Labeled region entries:
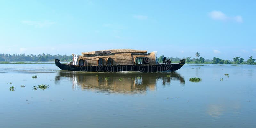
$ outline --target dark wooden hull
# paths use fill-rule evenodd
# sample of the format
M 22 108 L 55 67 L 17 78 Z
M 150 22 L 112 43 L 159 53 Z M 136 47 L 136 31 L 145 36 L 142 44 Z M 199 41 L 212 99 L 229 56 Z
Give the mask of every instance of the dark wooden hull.
M 119 71 L 139 71 L 140 72 L 158 72 L 163 71 L 174 71 L 181 68 L 185 64 L 185 59 L 178 64 L 158 64 L 140 65 L 117 65 L 107 66 L 77 66 L 65 64 L 60 62 L 60 60 L 55 59 L 55 64 L 62 70 L 74 71 L 98 72 L 116 72 Z

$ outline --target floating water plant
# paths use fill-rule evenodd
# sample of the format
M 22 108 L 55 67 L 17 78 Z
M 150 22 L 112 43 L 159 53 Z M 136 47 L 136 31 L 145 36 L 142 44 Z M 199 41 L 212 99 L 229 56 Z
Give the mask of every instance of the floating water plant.
M 9 87 L 9 90 L 10 90 L 10 91 L 14 91 L 14 90 L 15 90 L 15 89 L 16 89 L 16 88 L 14 88 L 14 87 L 13 86 Z
M 201 81 L 201 80 L 202 79 L 200 78 L 196 78 L 196 77 L 195 77 L 195 78 L 191 78 L 189 79 L 189 81 L 191 82 L 198 82 L 199 81 Z
M 36 75 L 35 75 L 35 76 L 32 76 L 32 78 L 35 79 L 36 78 L 37 78 L 37 76 L 36 76 Z
M 47 85 L 46 84 L 42 84 L 38 86 L 38 87 L 41 89 L 46 89 L 47 88 L 49 88 L 49 85 Z
M 37 90 L 37 87 L 36 87 L 36 86 L 33 86 L 33 89 L 34 89 L 34 90 Z

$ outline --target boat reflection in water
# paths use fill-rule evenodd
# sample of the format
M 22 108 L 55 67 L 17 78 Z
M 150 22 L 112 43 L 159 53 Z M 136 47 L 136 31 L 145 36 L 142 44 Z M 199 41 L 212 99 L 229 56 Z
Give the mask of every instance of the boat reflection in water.
M 162 81 L 161 84 L 163 86 L 170 84 L 172 81 L 179 81 L 182 85 L 184 85 L 185 83 L 182 76 L 173 72 L 151 73 L 61 72 L 58 73 L 55 77 L 56 84 L 62 82 L 63 80 L 68 78 L 72 82 L 72 88 L 74 90 L 77 91 L 81 88 L 82 90 L 110 93 L 145 93 L 147 90 L 156 90 L 157 82 L 158 81 Z M 167 77 L 167 74 L 170 77 Z

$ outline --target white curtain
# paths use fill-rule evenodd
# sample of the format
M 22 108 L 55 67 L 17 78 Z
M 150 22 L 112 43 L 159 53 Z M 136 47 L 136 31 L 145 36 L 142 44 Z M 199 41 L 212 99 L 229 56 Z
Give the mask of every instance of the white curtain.
M 74 61 L 73 61 L 73 65 L 77 65 L 77 59 L 79 57 L 79 55 L 77 54 L 74 54 L 73 58 L 74 58 Z
M 155 57 L 156 58 L 156 64 L 157 64 L 157 51 L 153 52 L 155 53 Z

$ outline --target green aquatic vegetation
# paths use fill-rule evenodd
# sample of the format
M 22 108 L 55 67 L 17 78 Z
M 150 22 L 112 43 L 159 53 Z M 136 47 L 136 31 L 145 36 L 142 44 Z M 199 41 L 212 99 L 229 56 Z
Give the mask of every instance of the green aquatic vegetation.
M 46 84 L 42 84 L 38 86 L 38 88 L 44 90 L 46 89 L 47 88 L 49 88 L 49 85 L 47 85 Z
M 10 90 L 10 91 L 14 91 L 14 90 L 16 89 L 14 88 L 14 86 L 12 86 L 9 87 L 9 90 Z
M 37 76 L 36 76 L 36 75 L 35 75 L 35 76 L 32 76 L 32 78 L 35 79 L 36 78 L 37 78 Z
M 201 80 L 202 79 L 199 78 L 197 78 L 196 77 L 195 77 L 195 78 L 191 78 L 189 79 L 189 81 L 191 82 L 198 82 L 199 81 L 201 81 Z
M 33 87 L 33 89 L 34 90 L 37 90 L 37 87 L 36 86 L 34 86 Z

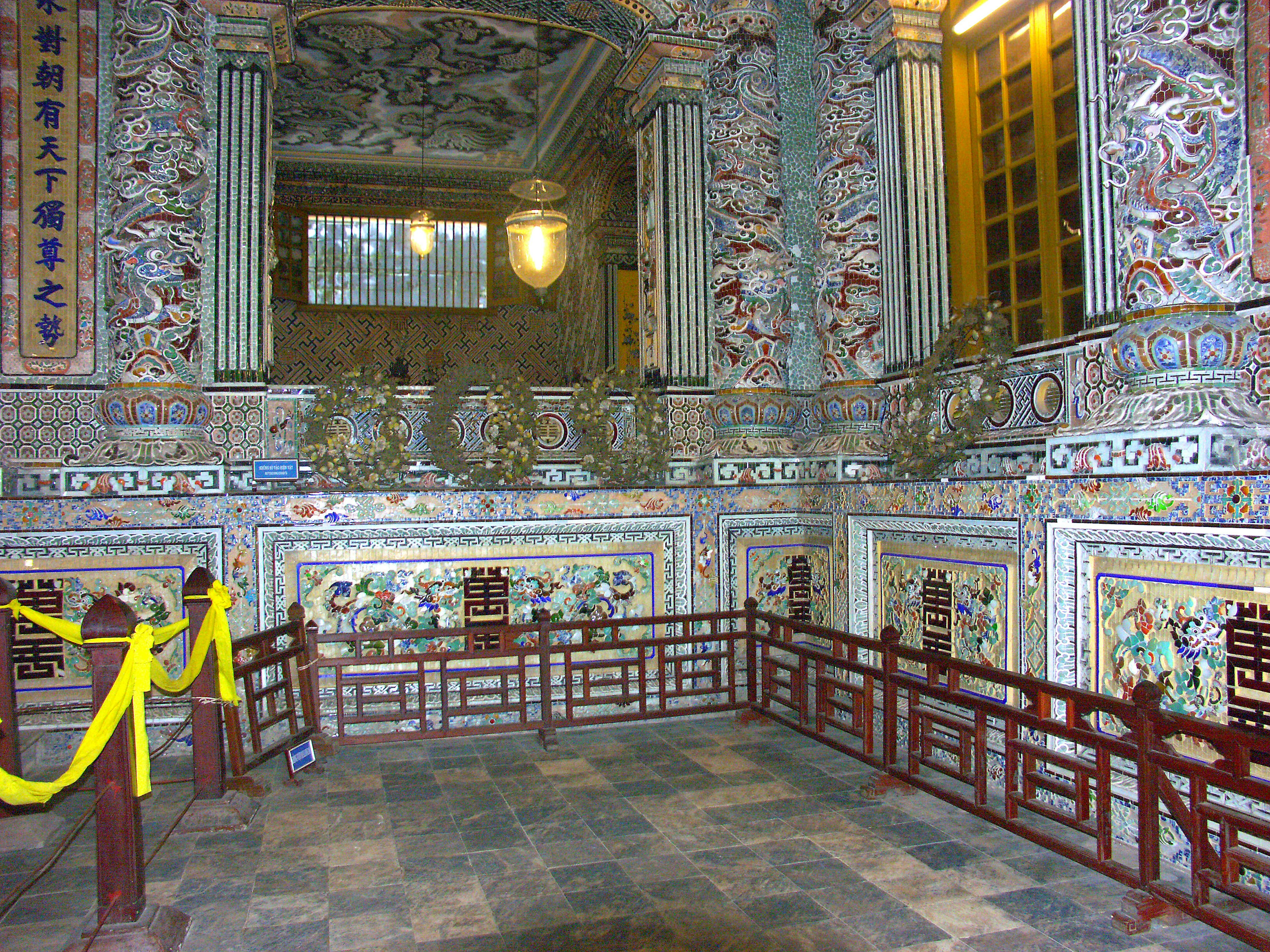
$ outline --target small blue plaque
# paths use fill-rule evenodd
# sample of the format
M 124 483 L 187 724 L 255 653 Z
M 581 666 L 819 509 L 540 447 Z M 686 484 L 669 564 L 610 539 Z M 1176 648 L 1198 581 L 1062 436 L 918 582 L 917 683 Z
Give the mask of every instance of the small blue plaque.
M 298 480 L 298 459 L 253 459 L 251 476 L 257 482 L 267 480 Z
M 318 754 L 314 750 L 314 743 L 311 740 L 306 740 L 287 751 L 287 770 L 290 770 L 292 777 L 316 762 Z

● **TASK DIRECTIONS**:
Rewrite the entries above, replacing every "sample of the format" with "illustration of the format" and leaving everything else unchanged. Leave out the picture lines.

● **THE RESPONSE**:
$ outline --target dark wooden hull
# paths use fill-rule evenodd
# illustration of the format
M 22 108 L 55 67 L 17 78 Z
M 150 22 L 112 43 L 159 53 Z M 136 47 L 136 31 L 145 36 L 142 44 Z M 199 41 L 212 99 L 229 56 Z
Give the mask of every instance of the dark wooden hull.
M 119 71 L 139 71 L 140 72 L 158 72 L 163 71 L 174 71 L 181 68 L 185 64 L 185 59 L 178 64 L 158 64 L 140 65 L 117 65 L 107 66 L 77 66 L 65 64 L 60 62 L 60 60 L 55 59 L 55 64 L 62 70 L 74 71 L 98 72 L 116 72 Z

$ outline --target floating water plant
# paths use fill-rule evenodd
# illustration of the format
M 22 108 L 55 67 L 17 78 Z
M 150 22 L 112 43 L 159 53 Z M 136 47 L 136 31 L 145 36 L 142 44 Z M 199 41 L 212 99 L 229 56 Z
Give the mask of every instance of the floating water plant.
M 9 87 L 9 90 L 10 90 L 10 91 L 14 91 L 14 90 L 15 90 L 15 89 L 16 89 L 16 88 L 14 88 L 14 87 L 13 86 Z
M 201 81 L 201 80 L 202 79 L 200 78 L 196 78 L 196 77 L 195 77 L 195 78 L 191 78 L 189 79 L 189 81 L 191 82 L 198 82 L 199 81 Z
M 36 75 L 35 75 L 35 76 L 32 76 L 32 78 L 35 79 L 36 78 L 37 78 L 37 76 L 36 76 Z
M 47 85 L 46 84 L 42 84 L 38 86 L 38 87 L 41 89 L 46 89 L 47 88 L 49 88 L 49 85 Z
M 37 90 L 37 87 L 36 87 L 36 86 L 33 86 L 33 89 L 34 89 L 34 90 Z

$ outline --target boat reflection in water
# paths use fill-rule evenodd
# illustration of the format
M 22 108 L 55 67 L 17 78 Z
M 150 22 L 112 43 L 159 53 Z M 136 47 L 136 31 L 145 36 L 142 44 Z M 199 41 L 212 99 L 229 56 Z
Give the mask of every instance of the boat reflection in water.
M 162 81 L 161 84 L 163 86 L 170 84 L 172 81 L 179 81 L 182 85 L 184 85 L 185 83 L 182 76 L 173 72 L 151 73 L 61 72 L 58 73 L 55 77 L 56 84 L 62 82 L 63 80 L 68 78 L 72 82 L 72 88 L 74 90 L 77 91 L 81 88 L 82 90 L 110 93 L 145 93 L 147 90 L 156 90 L 157 82 L 158 81 Z M 167 77 L 167 74 L 170 77 Z

$ outline --target white curtain
# paths use fill-rule evenodd
# illustration of the format
M 22 108 L 55 67 L 17 78 Z
M 150 22 L 112 43 L 159 53 Z M 136 47 L 136 31 L 145 36 L 142 44 Z M 199 41 L 212 99 L 229 56 Z
Give the mask of every instance of the white curtain.
M 74 61 L 73 61 L 73 65 L 77 65 L 77 59 L 79 57 L 79 55 L 77 54 L 74 54 L 73 58 L 74 58 Z
M 155 57 L 156 58 L 156 64 L 157 64 L 157 51 L 153 52 L 155 53 Z

$ outline --target green aquatic vegetation
# paths use fill-rule evenodd
# illustration of the format
M 22 108 L 55 67 L 17 78 Z
M 150 22 L 112 43 L 159 53 Z M 136 47 L 136 31 L 145 36 L 142 44 Z M 199 41 L 212 99 L 229 56 Z
Give the mask of every instance of the green aquatic vegetation.
M 46 84 L 42 84 L 38 86 L 38 88 L 44 90 L 46 89 L 47 88 L 49 88 L 49 85 L 47 85 Z
M 10 90 L 10 91 L 14 91 L 14 90 L 16 89 L 14 88 L 14 86 L 12 86 L 9 87 L 9 90 Z
M 37 76 L 36 76 L 36 75 L 35 75 L 35 76 L 32 76 L 32 78 L 35 79 L 36 78 L 37 78 Z
M 201 80 L 202 79 L 199 78 L 197 78 L 196 77 L 195 77 L 195 78 L 191 78 L 189 79 L 189 81 L 191 82 L 198 82 L 199 81 L 201 81 Z
M 33 87 L 33 89 L 34 90 L 37 90 L 37 87 L 36 86 L 34 86 Z

$ outline --target small blue plaque
# paths use fill-rule evenodd
# illustration of the format
M 124 483 L 187 724 L 255 653 Z
M 581 666 L 819 509 L 540 447 Z M 686 484 L 669 564 L 610 539 Z M 1176 648 L 1198 581 L 1062 436 L 918 582 L 917 683 Z
Give the mask of every instance of the small blue plaque.
M 298 480 L 298 459 L 253 459 L 251 476 L 257 482 L 267 480 Z
M 318 754 L 314 750 L 314 743 L 311 740 L 306 740 L 287 751 L 287 770 L 290 770 L 292 777 L 316 762 Z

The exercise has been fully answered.